TO DO -
A – Summarize the passage on melatonin and nicotine withdrawal in two sentences.
B – From the passage on melatonin and nicotine withdrawal, return the exact wording starting with "Tobacco use, in" and going on through "regular cigarette smokers.".
C – Resume the passage on melatonin and nicotine withdrawal after its final sentence.

“Melatonin Supplement Attenuates Symptoms of Acute Nicotine Withdrawal in Cigarette Smokers” by Dr. Mohan Raj V


Tobacco use, in any form, elicits physiological and psychological addictive moods among users. Nicotine, the active ingredient in tobacco, is highly addictive, leading to sustained tobacco use. Cigarettes deliver high levels of nicotine to the brain rapidly, making smoking the most reinforcing form of tobacco use. Melatonin, an important regulator of physiological processes, helps maintain body homeostasis. Melatonin levels vary throughout the day, with a nocturnal pattern of secretion. Melatonin supplementation within the physiological range affects symptoms of acute nicotine withdrawal in regular cigarette smokers.


Nicotine Effects and Melatonin Supplementation for Nicotine Withdrawal: 
Nicotine has stimulant activities such as peripheral vasoconstriction, tachycardia, and enhanced mental alertness, along with depressant effects like anxiety reduction. Repetitive nicotine exposure leads to neuroadaptation and tolerance, resulting in withdrawal symptoms upon cessation, including anxiety, irritability, and strong cravings. Nicotine consumption can be influenced by endogenous or exogenous melatonin, which interacts with high-affinity melatonin receptors. Cigarette smoking lowers exogenous serum melatonin levels but does not significantly affect endogenous levels. Cigarette smoking induces the CYP1A2 enzyme, which enhances hepatic metabolism of melatonin.

MATERIAL SUPPLIED -
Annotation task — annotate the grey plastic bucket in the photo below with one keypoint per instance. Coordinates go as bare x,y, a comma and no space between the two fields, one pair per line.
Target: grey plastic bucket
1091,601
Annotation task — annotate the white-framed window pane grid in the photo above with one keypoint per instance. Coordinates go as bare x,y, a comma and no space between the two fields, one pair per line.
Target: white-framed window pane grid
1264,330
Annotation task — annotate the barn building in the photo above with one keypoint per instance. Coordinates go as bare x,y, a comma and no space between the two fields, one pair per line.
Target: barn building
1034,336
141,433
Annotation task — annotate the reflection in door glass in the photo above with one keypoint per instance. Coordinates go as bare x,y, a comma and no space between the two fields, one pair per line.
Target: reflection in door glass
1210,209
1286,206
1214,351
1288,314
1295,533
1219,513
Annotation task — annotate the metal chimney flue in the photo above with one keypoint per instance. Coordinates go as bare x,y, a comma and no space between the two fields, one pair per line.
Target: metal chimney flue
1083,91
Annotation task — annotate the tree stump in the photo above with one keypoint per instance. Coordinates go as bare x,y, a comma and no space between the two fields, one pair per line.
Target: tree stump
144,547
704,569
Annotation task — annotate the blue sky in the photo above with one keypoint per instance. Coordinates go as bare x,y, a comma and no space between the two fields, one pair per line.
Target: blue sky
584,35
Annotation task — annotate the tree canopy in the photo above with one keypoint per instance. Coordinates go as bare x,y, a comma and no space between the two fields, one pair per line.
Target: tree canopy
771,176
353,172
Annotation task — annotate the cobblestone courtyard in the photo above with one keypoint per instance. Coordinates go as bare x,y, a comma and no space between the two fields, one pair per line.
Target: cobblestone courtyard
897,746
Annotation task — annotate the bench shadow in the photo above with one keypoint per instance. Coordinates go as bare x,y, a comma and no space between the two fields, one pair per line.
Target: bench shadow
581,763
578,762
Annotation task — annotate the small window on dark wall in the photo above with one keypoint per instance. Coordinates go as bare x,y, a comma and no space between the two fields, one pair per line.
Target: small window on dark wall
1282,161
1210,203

ANSWERS FOR THIS EXERCISE -
A – Nicotine, the highly addictive active ingredient in tobacco, reaches the brain rapidly through cigarettes, and repeated exposure produces tolerance and withdrawal symptoms such as anxiety, irritability, and strong cravings. Melatonin, which helps maintain body homeostasis and is secreted in a nocturnal pattern, can affect acute nicotine withdrawal symptoms in regular smokers when supplemented within the physiological range.

B –
Tobacco use, in any form, elicits physiological and psychological addictive moods among users. Nicotine, the active ingredient in tobacco, is highly addictive, leading to sustained tobacco use. Cigarettes deliver high levels of nicotine to the brain rapidly, making smoking the most reinforcing form of tobacco use. Melatonin, an important regulator of physiological processes, helps maintain body homeostasis. Melatonin levels vary throughout the day, with a nocturnal pattern of secretion. Melatonin supplementation within the physiological range affects symptoms of acute nicotine withdrawal in regular cigarette smokers.

C –
Currently, four melatonin medicines or derivatives are approved for CNS indications:
Prolonged-release melatonin for relief of primary insomnia in older patients.
Ramelteon, a high-affinity MT2 receptor agonist, for adult insomnia treatment.

Tasimelteon, a nonselective melatonin receptor agonist, for non-24-hour sleep-wake disorder and other sleep-wake disorders.

Agomelatine, a melatonin receptor agonist and serotonin receptor antagonist, for major depressive disorder treatment in adults.

Physiologic doses of melatonin have sleep-promoting effects documented in healthy individuals. The optimal melatonin dosage for reducing nicotine preference does not alter circadian patterns in locomotor activity. Melatonin can counteract the acute effects of smoking cessation on mood. Further research is needed to determine the exact mechanism by which melatonin affects nicotine preference.